Страница:
Из открытых источников
Ведь понятно же, что в Минэнерго совсем другое качество управления, совсем иной уровень культуры безопасности, иное отношение к дисциплине. Одно дело – военная дисциплина в Средмаше, вложенная на уровень спинных рефлексов людьми класса товарища Берии. И другое – гражданская вольница обычных энергетиков.
Снижение требований к квалификации кадров с переходом сектора атомной энергетики под Минэнерго стало отмечаться не только специалистами, но и всеми участниками событий буквально с первых дней этой реорганизации. Ну, ещё бы! Когда самые «вкусные» и денежные должности атомщиков немедленно начали замещаться выходцами из начальственного пула системы Минэнерго…
И плюс к этому в Министерстве энергетики главная цель – экономическая эффективность, а отнюдь не безопасность. Тот же Пётр Непорожний решительно отвергал необходимость закрывать реактор РБМК бетонной крышкой сверху – контейнментом, за что выступал Анатолий Александров. Это, мол, сразу на четверть увеличит затраты, а значит, снизит эффективность. Но тем самым руководитель Минэнерго ещё раз невольно доказывал то, что и так было ясно: у его ведомства совсем иное, нежели у атомщиков, представление о том, какие показатели считать важнейшими, а какие – второстепенными.

(Фрагменты набора данных для указания)

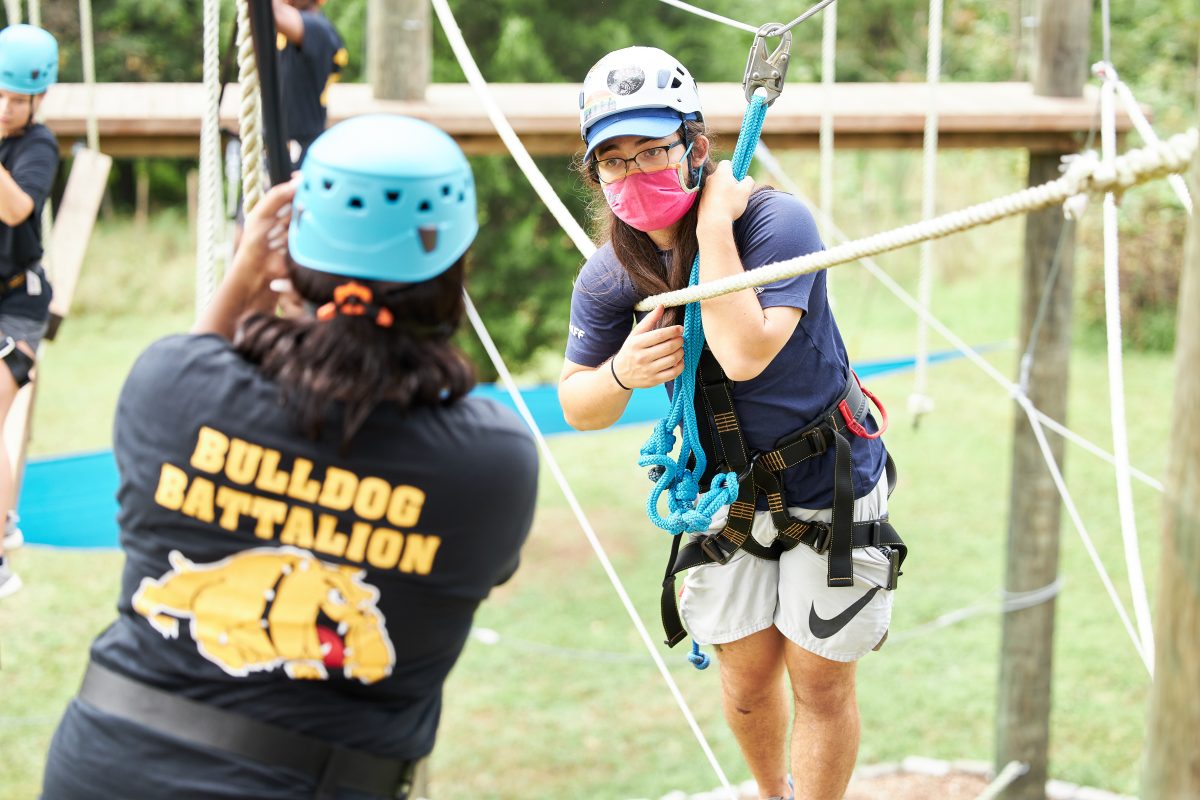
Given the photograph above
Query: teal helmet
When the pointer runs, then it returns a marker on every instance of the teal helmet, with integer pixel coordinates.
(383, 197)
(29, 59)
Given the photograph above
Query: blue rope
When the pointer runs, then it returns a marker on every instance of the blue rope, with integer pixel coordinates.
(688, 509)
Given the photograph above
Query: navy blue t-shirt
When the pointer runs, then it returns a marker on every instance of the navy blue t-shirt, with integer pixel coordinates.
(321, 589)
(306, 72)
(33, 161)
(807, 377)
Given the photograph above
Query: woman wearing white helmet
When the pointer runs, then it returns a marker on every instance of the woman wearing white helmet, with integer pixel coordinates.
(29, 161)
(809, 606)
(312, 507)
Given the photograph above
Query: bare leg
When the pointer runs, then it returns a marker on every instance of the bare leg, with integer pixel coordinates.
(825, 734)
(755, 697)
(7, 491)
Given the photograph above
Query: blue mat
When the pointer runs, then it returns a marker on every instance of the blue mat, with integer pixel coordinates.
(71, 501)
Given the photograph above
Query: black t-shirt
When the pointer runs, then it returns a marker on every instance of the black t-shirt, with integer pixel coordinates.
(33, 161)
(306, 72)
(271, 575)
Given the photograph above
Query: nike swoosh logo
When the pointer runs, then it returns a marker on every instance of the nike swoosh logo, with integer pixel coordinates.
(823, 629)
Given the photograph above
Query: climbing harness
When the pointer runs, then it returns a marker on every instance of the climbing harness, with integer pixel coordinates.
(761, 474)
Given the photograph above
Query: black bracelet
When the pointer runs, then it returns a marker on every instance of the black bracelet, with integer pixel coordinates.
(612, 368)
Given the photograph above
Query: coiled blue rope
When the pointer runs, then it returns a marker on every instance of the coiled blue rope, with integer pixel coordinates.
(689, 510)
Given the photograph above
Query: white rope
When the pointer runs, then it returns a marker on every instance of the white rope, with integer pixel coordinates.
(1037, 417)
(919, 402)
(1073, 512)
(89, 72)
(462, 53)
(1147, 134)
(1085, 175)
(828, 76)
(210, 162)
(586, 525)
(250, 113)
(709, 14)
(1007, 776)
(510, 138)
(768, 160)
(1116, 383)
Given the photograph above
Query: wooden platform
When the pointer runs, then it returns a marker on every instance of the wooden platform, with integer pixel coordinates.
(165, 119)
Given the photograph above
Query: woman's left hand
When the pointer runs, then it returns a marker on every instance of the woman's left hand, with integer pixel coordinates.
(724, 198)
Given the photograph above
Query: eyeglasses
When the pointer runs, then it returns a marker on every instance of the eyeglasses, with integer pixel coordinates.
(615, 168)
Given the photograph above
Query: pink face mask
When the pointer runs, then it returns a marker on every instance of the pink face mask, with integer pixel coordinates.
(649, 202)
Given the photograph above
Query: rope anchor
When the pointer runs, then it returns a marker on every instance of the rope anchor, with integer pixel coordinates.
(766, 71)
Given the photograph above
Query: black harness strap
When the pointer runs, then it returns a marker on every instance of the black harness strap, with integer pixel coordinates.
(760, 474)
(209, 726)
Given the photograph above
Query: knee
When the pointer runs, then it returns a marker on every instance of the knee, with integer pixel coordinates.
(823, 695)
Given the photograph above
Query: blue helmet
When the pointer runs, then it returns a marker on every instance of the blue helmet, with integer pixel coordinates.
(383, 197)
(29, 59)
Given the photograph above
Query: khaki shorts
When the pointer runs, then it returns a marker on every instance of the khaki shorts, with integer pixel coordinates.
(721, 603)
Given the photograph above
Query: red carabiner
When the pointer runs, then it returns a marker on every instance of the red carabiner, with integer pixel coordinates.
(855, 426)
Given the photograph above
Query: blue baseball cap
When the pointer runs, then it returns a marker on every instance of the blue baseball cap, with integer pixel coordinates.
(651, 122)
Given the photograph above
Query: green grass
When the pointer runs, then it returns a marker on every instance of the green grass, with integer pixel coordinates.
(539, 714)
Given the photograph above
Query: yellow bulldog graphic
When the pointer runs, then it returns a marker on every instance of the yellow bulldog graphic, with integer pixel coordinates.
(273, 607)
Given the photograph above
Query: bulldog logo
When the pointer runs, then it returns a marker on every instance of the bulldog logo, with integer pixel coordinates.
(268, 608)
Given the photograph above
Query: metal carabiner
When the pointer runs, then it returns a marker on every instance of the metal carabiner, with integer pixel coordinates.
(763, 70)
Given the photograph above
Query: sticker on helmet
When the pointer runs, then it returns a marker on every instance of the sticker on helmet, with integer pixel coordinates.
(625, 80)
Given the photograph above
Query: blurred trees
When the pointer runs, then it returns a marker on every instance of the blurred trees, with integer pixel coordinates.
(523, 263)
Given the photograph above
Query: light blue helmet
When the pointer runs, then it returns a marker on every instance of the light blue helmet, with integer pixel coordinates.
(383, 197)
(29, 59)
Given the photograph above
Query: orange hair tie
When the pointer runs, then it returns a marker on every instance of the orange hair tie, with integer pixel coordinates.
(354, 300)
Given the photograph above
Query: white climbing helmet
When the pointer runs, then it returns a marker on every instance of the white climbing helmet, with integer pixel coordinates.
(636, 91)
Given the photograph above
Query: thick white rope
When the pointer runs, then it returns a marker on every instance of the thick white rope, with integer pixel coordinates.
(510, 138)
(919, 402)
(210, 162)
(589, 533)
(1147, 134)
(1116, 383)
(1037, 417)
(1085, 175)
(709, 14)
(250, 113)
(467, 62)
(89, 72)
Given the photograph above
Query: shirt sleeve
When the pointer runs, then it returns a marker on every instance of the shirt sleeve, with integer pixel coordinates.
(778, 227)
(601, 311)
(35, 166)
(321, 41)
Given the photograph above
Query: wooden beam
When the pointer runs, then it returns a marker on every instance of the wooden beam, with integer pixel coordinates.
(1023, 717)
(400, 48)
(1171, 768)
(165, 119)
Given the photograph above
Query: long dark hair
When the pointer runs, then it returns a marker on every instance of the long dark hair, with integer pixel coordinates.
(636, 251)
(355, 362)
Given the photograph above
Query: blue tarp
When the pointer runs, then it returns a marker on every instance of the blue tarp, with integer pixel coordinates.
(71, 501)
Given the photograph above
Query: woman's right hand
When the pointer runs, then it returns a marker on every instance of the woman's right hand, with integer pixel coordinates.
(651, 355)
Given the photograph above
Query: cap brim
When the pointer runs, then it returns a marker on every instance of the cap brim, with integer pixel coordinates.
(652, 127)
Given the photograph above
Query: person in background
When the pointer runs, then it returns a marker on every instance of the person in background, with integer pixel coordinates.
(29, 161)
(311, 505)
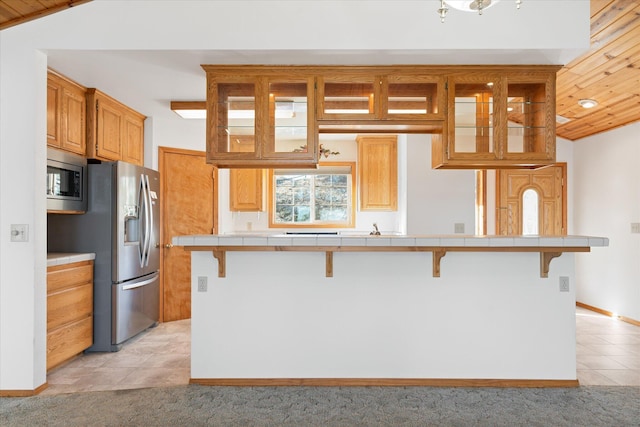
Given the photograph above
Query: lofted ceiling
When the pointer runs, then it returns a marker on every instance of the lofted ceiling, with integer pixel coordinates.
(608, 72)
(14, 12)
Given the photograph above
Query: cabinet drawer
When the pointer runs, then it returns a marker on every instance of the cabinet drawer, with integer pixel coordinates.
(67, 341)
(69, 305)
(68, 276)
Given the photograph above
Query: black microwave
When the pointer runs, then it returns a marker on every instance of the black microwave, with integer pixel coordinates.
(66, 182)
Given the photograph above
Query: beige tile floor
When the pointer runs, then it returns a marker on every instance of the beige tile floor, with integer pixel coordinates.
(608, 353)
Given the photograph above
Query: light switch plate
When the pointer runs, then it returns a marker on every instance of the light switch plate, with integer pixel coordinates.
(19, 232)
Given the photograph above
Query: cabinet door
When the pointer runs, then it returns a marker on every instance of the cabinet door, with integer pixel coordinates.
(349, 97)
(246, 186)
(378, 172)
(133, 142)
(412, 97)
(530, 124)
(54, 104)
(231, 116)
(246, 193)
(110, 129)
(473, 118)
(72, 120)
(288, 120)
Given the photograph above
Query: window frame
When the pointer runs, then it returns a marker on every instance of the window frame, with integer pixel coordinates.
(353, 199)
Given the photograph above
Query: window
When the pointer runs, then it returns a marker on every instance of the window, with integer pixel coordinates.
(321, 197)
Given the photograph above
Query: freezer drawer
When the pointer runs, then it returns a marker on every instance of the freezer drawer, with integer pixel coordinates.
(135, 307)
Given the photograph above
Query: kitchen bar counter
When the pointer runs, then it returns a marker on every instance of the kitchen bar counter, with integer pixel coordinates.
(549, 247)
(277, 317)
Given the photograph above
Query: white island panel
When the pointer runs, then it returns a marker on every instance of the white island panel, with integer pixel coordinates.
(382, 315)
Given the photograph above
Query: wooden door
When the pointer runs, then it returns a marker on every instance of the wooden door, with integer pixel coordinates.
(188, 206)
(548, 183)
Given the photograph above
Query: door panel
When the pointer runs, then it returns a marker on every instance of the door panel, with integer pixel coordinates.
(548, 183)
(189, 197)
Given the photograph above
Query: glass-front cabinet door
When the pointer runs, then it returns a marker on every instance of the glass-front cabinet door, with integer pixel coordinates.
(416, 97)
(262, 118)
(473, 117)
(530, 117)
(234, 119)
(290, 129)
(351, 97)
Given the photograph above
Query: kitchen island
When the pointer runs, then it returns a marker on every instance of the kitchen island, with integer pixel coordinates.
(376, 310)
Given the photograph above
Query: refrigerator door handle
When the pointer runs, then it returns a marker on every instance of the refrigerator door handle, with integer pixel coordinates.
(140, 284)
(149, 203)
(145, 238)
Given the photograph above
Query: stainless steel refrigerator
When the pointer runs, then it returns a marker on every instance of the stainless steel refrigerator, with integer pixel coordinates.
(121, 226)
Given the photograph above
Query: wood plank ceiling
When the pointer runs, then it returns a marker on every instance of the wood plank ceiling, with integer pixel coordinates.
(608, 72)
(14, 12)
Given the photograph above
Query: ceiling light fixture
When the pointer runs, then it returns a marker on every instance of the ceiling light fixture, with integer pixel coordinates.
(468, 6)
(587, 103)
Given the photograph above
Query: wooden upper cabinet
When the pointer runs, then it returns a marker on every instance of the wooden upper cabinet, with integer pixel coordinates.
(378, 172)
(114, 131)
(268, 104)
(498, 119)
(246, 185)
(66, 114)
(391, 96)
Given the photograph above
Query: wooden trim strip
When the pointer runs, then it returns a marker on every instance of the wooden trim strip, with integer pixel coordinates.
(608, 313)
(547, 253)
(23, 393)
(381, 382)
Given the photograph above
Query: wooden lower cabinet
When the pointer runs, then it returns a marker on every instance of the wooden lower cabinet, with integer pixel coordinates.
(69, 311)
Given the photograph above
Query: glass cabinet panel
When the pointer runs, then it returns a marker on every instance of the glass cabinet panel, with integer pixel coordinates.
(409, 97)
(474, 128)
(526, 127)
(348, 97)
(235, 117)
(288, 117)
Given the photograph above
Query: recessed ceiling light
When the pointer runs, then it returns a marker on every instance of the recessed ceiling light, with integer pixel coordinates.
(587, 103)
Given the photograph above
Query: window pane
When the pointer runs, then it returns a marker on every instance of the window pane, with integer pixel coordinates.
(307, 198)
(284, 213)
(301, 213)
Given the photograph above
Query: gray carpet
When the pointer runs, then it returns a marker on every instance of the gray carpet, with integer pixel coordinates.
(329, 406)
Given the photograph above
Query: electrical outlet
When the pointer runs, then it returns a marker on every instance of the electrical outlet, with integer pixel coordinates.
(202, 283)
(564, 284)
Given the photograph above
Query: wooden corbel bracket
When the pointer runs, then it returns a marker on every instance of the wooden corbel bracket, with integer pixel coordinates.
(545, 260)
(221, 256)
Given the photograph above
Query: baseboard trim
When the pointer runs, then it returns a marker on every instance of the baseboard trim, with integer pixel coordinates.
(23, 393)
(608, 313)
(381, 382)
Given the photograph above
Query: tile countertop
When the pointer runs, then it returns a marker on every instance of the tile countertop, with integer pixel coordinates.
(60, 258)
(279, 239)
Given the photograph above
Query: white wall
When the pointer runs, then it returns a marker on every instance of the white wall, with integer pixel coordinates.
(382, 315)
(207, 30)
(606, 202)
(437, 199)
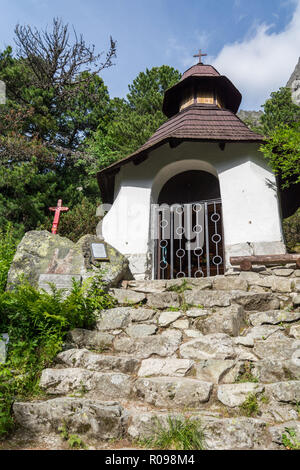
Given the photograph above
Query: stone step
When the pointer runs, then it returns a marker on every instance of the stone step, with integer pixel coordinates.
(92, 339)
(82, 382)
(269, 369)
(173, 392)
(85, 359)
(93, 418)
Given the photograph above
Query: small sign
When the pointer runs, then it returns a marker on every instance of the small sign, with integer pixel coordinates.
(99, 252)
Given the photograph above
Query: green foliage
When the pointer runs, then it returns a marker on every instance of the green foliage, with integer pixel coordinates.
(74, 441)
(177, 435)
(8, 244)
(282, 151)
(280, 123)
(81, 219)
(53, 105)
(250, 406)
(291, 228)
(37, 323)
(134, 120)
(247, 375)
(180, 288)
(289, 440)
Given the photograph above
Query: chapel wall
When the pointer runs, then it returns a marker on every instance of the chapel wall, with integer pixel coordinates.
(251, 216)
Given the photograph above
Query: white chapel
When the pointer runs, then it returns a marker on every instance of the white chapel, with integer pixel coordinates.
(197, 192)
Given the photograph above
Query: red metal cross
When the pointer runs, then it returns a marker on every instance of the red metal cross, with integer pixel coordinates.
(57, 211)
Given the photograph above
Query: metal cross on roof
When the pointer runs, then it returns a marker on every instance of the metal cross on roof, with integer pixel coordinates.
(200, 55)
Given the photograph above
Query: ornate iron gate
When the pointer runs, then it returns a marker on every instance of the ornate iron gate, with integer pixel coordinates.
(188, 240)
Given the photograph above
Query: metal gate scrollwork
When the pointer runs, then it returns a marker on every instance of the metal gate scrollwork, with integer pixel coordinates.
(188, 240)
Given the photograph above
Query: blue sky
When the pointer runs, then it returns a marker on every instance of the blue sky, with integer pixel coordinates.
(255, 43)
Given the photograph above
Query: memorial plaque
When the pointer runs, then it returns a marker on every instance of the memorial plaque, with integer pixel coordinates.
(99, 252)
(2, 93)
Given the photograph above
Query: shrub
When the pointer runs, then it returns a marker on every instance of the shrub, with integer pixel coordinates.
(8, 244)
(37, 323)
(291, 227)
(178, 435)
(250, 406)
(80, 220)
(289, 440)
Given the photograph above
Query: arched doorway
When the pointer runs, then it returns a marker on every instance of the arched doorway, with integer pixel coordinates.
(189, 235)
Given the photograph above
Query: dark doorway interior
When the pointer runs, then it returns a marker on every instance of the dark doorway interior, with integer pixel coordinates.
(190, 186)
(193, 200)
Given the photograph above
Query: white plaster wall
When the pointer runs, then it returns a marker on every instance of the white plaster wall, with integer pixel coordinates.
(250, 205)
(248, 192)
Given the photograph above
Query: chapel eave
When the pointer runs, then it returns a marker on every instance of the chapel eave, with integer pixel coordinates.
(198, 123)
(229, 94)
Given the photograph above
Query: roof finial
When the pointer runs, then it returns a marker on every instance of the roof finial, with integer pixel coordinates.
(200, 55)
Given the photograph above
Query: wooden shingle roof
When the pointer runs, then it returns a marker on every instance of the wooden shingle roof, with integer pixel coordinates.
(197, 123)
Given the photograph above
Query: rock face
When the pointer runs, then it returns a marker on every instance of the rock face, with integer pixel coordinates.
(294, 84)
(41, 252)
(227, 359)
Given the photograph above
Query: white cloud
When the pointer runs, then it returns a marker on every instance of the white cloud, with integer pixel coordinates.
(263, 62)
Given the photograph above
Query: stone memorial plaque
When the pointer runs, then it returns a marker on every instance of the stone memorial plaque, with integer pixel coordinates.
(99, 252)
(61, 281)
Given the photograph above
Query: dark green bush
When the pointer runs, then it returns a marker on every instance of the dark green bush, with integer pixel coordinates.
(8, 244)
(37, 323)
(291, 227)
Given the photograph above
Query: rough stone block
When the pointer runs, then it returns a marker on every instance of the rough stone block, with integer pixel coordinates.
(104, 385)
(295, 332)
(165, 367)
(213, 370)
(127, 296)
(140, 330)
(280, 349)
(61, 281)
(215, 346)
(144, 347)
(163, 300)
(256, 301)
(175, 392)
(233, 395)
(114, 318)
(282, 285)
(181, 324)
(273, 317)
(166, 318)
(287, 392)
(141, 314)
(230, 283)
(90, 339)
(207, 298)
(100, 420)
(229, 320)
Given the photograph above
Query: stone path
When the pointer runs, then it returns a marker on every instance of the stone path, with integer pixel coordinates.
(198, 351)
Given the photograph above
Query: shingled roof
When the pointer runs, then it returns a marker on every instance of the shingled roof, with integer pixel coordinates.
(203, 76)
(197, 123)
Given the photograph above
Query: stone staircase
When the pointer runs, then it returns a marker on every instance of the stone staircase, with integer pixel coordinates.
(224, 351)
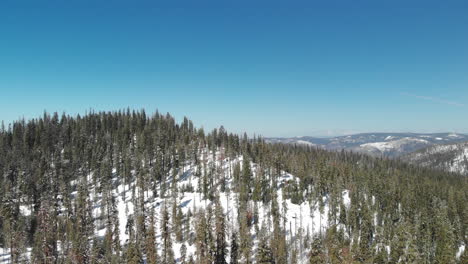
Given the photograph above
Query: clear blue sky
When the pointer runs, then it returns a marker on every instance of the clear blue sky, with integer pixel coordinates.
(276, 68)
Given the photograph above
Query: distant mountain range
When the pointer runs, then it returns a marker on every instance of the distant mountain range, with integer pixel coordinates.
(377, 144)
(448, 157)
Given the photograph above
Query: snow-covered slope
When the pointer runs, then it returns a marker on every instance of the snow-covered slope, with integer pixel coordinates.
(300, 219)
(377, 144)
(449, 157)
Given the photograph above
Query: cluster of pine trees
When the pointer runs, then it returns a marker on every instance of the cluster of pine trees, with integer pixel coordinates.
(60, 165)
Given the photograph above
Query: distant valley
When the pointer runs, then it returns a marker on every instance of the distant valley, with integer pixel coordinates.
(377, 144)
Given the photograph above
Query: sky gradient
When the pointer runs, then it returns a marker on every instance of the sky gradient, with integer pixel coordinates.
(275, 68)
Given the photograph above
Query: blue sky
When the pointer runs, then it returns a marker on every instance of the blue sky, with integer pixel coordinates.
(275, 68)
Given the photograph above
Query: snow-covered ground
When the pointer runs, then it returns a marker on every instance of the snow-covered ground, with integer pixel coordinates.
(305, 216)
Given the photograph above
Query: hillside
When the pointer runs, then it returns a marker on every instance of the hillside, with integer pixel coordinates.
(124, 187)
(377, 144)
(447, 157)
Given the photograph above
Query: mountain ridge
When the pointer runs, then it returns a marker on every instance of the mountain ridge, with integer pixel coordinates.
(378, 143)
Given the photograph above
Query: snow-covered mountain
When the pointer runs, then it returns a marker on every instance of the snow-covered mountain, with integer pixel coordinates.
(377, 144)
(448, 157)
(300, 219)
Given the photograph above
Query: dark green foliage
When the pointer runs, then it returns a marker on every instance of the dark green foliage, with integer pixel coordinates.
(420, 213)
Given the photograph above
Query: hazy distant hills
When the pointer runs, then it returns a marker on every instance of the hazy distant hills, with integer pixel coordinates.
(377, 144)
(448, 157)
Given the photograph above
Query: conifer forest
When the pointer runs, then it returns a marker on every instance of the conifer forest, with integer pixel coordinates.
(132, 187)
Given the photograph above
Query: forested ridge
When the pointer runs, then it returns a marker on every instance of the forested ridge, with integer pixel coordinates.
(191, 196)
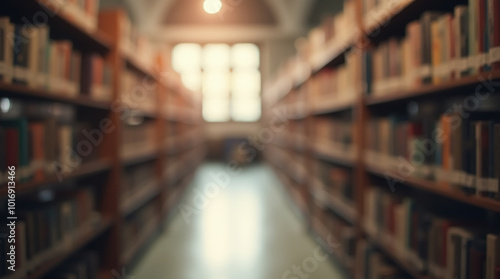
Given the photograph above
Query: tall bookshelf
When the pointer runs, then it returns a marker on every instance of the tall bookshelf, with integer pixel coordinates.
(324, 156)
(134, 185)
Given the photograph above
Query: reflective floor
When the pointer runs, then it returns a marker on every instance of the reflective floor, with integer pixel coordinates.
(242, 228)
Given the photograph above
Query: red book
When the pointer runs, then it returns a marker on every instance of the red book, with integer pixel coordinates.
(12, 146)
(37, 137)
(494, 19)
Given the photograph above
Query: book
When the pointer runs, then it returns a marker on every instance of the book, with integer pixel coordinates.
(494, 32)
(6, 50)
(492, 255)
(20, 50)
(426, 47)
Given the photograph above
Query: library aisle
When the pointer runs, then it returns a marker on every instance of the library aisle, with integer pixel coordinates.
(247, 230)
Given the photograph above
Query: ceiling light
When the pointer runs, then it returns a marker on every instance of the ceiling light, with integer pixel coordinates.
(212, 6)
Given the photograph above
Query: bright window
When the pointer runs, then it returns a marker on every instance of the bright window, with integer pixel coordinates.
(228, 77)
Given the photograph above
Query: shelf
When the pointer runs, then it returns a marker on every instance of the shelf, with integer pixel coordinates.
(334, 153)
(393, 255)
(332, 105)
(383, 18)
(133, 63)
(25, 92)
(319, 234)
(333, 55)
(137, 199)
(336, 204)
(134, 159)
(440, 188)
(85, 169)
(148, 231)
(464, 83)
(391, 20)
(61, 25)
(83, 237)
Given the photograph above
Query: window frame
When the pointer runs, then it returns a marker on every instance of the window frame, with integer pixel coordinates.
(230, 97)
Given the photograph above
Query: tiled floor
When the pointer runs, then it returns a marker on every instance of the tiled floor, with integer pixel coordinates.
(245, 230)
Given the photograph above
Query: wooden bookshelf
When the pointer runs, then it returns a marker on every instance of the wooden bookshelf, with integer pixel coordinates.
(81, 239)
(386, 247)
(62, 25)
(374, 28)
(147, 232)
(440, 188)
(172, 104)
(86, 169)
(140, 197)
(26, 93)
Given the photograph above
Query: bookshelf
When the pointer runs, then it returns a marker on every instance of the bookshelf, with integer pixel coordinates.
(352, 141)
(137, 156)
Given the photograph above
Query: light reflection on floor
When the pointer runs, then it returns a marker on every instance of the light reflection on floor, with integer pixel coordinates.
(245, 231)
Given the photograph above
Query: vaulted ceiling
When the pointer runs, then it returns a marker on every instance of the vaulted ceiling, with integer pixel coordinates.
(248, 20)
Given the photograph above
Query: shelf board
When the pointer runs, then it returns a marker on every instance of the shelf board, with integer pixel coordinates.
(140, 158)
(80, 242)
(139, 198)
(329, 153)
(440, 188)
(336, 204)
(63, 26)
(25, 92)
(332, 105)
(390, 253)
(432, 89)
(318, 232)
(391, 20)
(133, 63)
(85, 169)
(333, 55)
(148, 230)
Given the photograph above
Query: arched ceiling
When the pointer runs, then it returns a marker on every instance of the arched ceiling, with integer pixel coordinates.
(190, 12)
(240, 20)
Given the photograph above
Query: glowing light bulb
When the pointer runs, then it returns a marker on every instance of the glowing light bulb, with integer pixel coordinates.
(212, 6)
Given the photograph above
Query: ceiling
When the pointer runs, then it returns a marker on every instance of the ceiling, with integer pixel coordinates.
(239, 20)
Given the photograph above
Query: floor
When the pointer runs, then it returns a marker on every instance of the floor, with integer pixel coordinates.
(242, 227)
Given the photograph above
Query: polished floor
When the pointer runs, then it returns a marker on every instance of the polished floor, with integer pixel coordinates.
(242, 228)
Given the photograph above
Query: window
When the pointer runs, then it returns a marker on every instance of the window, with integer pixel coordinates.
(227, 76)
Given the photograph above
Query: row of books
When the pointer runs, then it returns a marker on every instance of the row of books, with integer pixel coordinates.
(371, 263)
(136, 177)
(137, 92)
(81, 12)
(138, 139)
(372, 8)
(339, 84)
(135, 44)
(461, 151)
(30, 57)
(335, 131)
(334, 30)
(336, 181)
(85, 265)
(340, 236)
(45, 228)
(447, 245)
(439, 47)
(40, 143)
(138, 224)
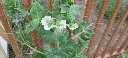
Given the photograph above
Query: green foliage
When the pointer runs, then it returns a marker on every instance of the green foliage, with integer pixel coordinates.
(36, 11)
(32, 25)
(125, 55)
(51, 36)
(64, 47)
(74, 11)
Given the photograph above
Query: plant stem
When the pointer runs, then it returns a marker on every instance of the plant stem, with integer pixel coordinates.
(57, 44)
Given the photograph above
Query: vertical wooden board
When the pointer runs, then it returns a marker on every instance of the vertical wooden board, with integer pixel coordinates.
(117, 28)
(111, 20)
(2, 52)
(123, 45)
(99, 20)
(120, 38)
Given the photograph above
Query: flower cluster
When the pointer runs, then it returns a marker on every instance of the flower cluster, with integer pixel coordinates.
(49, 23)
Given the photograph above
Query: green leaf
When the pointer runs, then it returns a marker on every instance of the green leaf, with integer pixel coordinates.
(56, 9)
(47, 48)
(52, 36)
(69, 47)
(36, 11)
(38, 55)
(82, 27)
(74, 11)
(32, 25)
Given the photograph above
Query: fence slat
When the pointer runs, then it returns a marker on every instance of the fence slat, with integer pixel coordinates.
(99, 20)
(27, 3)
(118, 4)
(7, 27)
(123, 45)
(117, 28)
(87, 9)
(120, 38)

Письменное задание: Продолжите, пожалуйста, текст об атомной энергетике под управлением Минэнерго, начав сразу после его последнего предложения. Листинг взят из другого источника.

Ответ к заданию:
Наконец, такое решение разорвёт связь проектировщиков и изготовителей реакторов с эксплуатирующими структурами. А это означит что? Да то в первую очередь, что персонал АЭС не будет знать особенности управляемых им реакторов. В том числе принципиально важные и принципиально опасные. То есть атомная энергетика окажется оторванной от собственной производственной и кадровой базы, от тяжёлым трудом накопленного опыта!
Результат был немножко предсказуем. Проектирование АЭС стали вести организации, с атомными технологиями знакомые по журналу «Техника – молодёжи». Станции с реакторами РБМК, например, проектировал «Гидропроект», а с ВВЭР – «Атомэнергопроект».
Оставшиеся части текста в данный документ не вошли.